▸ **What is required**
Please copy the records word for word, beginning at the line that contains "One point belongs to each instance of the brick column, shown" and stopping after the line that contains "[[263, 297]]".
◆ ◆ ◆ ◆ ◆ ◆ ◆
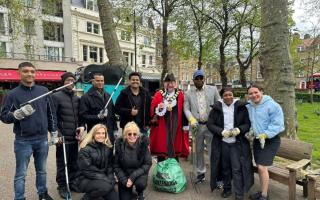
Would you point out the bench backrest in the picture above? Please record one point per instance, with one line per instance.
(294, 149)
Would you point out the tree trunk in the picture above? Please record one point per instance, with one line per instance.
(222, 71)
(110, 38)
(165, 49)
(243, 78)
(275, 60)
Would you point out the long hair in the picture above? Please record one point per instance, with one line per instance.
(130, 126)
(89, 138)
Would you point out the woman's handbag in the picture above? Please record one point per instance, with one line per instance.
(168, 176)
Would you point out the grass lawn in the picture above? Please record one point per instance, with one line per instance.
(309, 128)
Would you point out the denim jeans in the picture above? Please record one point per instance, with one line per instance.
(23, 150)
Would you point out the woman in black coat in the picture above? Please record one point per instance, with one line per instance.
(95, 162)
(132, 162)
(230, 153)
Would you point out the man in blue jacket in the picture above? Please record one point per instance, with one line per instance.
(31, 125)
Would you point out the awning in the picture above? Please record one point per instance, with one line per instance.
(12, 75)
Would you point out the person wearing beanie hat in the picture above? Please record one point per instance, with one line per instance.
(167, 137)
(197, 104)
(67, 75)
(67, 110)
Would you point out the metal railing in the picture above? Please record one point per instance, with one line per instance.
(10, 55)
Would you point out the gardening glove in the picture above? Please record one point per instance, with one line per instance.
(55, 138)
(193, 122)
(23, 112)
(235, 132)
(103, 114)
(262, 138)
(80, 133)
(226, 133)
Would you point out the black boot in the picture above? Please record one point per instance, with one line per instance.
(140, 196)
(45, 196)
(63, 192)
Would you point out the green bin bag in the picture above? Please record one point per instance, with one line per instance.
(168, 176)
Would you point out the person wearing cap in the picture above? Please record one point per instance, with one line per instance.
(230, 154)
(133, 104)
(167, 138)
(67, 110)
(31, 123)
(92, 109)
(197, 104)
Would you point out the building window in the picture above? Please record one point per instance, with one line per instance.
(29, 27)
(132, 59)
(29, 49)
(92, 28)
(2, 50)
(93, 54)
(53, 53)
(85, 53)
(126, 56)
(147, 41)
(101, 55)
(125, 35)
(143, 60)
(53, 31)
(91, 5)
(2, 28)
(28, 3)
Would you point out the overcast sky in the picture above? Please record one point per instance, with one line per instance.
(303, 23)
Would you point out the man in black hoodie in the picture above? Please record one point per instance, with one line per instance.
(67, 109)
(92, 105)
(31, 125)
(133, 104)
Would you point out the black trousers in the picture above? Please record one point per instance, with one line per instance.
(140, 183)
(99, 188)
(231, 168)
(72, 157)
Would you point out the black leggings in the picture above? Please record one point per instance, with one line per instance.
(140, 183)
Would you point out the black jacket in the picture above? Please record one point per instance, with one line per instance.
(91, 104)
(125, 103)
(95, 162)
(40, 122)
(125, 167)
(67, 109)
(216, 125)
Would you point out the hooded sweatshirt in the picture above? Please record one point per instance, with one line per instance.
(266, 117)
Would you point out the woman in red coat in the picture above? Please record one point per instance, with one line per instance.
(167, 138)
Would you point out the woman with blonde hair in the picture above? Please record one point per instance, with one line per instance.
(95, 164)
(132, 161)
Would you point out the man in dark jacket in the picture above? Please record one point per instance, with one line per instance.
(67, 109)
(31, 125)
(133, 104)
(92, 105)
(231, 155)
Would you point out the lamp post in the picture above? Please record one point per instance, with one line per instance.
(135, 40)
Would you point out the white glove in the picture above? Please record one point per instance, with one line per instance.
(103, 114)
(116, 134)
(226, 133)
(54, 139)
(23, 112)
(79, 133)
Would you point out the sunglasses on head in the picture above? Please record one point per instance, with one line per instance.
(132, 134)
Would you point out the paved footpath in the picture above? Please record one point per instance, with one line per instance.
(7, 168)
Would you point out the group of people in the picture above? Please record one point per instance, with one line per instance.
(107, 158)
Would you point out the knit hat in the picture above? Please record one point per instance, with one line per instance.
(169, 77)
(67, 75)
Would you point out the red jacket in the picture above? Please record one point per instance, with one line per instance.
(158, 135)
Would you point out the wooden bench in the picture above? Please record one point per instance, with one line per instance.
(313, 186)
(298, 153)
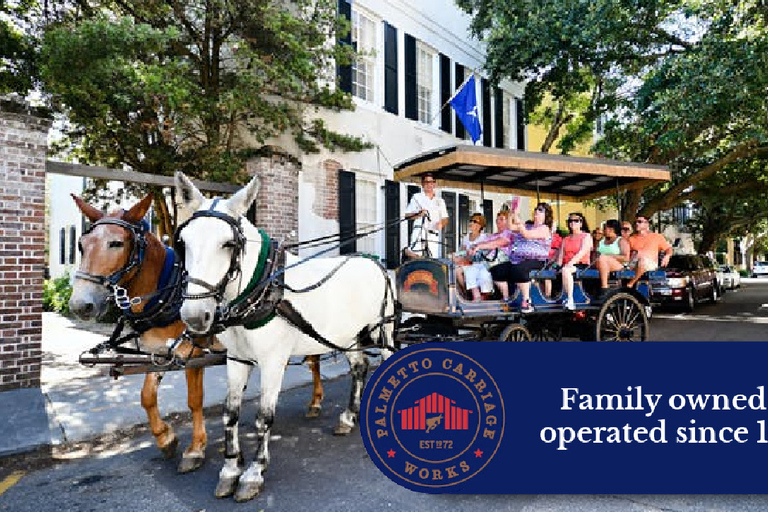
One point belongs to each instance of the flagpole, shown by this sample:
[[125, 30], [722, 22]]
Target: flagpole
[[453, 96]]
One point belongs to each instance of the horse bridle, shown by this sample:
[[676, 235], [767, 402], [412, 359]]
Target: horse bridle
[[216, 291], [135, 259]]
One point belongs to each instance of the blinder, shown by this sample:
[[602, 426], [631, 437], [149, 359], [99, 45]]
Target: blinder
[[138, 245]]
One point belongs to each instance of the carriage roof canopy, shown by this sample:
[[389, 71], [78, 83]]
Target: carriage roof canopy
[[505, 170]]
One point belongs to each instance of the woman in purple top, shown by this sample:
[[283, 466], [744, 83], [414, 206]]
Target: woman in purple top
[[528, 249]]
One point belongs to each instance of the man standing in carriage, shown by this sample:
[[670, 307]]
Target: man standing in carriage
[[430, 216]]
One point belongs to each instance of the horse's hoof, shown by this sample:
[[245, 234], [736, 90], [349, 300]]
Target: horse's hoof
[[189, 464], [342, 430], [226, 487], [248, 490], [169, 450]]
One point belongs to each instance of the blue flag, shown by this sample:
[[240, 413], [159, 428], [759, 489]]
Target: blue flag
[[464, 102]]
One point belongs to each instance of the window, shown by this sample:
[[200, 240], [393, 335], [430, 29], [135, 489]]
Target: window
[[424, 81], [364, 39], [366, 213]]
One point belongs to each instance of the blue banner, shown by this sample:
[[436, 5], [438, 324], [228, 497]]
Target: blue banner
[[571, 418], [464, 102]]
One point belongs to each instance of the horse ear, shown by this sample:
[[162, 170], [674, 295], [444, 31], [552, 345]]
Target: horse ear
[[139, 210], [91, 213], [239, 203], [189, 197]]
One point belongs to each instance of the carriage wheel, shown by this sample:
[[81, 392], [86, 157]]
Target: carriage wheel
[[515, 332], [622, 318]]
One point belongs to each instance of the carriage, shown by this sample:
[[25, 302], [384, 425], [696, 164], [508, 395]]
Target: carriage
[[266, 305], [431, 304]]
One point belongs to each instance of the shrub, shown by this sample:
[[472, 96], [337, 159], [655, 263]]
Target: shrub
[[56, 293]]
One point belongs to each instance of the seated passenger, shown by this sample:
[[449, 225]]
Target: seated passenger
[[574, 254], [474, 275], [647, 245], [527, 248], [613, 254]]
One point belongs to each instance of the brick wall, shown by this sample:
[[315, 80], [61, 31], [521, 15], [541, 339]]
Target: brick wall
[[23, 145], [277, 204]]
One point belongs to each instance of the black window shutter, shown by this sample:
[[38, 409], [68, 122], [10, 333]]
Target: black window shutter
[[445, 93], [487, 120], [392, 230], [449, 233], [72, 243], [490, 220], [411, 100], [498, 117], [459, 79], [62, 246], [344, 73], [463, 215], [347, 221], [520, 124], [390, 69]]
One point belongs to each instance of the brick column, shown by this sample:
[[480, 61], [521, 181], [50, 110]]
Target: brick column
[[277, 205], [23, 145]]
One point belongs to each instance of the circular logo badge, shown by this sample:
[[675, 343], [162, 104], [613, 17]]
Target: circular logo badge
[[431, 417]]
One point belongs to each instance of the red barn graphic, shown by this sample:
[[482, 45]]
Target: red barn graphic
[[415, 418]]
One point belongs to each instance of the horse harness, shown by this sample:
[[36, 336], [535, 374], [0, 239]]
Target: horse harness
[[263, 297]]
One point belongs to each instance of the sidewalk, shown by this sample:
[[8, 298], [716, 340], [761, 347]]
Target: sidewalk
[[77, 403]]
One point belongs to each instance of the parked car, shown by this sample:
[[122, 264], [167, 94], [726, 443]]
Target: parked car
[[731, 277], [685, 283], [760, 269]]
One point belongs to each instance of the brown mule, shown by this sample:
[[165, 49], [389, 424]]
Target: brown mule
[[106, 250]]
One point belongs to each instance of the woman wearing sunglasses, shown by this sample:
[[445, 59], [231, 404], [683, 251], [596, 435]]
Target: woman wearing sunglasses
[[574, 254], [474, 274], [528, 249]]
◆ ◆ ◆ ◆ ◆ ◆ ◆
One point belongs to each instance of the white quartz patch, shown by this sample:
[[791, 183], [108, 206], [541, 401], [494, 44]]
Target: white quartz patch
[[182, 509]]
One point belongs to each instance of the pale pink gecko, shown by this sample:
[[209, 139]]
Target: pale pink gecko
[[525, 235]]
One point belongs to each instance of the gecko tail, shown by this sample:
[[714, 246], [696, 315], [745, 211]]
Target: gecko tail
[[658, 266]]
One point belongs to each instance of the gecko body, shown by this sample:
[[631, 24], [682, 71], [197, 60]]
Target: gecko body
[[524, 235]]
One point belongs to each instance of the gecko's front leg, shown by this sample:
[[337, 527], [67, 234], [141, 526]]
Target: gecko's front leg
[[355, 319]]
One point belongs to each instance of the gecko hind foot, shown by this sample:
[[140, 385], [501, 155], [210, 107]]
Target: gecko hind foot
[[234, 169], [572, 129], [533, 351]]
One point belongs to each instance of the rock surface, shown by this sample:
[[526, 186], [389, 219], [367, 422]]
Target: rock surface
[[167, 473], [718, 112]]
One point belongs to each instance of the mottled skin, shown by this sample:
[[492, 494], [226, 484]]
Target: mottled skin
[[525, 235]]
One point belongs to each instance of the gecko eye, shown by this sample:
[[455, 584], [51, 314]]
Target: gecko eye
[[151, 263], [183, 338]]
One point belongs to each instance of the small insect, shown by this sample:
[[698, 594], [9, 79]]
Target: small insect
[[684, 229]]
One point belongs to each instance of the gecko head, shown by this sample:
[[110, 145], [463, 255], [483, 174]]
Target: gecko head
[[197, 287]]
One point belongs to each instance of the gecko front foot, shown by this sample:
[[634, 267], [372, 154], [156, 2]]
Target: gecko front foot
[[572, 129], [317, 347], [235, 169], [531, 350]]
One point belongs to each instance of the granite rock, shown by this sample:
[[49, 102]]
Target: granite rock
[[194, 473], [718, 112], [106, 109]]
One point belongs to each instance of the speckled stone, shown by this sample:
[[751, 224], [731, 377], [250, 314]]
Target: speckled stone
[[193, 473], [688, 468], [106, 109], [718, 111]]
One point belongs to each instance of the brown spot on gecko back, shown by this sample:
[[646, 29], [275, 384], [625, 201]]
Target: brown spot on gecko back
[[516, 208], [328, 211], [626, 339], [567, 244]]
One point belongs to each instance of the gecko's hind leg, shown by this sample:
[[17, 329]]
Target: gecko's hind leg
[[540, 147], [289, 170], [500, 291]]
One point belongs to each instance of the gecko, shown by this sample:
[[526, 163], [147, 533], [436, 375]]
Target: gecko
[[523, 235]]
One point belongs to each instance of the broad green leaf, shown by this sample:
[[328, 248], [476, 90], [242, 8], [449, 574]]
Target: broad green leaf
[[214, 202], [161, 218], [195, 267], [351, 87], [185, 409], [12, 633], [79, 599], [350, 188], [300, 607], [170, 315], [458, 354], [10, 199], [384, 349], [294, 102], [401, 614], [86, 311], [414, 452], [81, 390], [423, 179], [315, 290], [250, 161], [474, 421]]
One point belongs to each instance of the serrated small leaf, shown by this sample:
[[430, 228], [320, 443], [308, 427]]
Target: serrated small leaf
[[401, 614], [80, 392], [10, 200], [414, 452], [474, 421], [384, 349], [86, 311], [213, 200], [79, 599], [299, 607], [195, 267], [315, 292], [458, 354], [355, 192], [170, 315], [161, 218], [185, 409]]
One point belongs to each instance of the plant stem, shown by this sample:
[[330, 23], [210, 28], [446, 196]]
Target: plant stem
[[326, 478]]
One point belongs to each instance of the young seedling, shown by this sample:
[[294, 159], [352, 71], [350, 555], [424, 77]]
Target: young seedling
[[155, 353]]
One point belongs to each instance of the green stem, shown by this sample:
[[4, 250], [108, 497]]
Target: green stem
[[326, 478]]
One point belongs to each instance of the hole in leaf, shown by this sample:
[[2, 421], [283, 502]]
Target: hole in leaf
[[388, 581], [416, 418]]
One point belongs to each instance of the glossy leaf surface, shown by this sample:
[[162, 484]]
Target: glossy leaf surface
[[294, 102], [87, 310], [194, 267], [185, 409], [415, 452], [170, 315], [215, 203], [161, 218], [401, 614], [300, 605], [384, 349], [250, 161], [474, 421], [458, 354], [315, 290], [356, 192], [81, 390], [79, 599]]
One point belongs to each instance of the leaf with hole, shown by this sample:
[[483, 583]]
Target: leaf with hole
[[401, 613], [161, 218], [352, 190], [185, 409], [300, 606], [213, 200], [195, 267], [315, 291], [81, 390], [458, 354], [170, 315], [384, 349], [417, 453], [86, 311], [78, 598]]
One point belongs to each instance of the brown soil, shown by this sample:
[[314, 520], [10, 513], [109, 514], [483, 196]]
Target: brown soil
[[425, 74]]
◆ ◆ ◆ ◆ ◆ ◆ ◆
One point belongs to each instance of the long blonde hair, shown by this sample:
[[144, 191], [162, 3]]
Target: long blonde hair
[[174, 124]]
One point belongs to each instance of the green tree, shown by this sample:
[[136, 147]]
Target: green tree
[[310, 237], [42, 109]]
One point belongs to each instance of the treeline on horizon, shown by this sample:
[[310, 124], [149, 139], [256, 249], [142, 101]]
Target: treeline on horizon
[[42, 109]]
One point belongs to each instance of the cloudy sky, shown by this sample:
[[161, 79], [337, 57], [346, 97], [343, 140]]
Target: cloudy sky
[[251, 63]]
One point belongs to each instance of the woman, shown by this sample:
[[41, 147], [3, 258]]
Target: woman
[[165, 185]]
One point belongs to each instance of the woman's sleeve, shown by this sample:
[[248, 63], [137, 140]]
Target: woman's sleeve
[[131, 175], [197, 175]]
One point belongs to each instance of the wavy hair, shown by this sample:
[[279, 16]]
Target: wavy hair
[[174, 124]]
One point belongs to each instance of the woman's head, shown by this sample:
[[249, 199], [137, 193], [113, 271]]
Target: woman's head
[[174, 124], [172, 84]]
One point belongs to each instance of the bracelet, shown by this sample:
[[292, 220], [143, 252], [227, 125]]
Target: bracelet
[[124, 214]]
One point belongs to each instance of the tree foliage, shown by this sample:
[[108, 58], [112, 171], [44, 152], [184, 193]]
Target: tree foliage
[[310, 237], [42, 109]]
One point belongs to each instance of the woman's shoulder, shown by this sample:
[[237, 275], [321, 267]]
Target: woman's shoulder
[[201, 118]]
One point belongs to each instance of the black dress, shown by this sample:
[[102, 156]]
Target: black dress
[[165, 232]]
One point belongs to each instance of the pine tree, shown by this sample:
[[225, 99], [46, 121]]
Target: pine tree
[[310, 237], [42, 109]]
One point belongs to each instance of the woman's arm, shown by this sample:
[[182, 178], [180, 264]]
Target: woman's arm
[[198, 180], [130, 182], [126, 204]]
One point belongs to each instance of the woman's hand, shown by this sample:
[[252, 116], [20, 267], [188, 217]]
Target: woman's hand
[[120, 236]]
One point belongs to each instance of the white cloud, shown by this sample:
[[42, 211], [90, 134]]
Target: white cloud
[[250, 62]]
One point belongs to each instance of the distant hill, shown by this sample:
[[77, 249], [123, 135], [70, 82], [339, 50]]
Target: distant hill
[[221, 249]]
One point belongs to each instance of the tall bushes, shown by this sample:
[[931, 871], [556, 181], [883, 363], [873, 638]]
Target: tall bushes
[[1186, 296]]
◆ ◆ ◆ ◆ ◆ ◆ ◆
▸ **Answer below**
One point belongs to each instance of the brick column, shown by this sample:
[[480, 61], [521, 181], [50, 110]]
Target: brick column
[[277, 205], [23, 145]]
One point belongs to each instance of the circular logo badge, shown by this sample:
[[675, 343], [162, 104], [613, 17]]
Target: circular logo badge
[[431, 417]]
One point belongs to each instance of the red barn graphic, shown by this sample:
[[482, 45]]
Target: red barn graphic
[[415, 418]]
One point belongs to each instance of the horse harness, shown by this sample:
[[36, 336], [535, 374], [0, 239]]
Target: horse harness
[[263, 297]]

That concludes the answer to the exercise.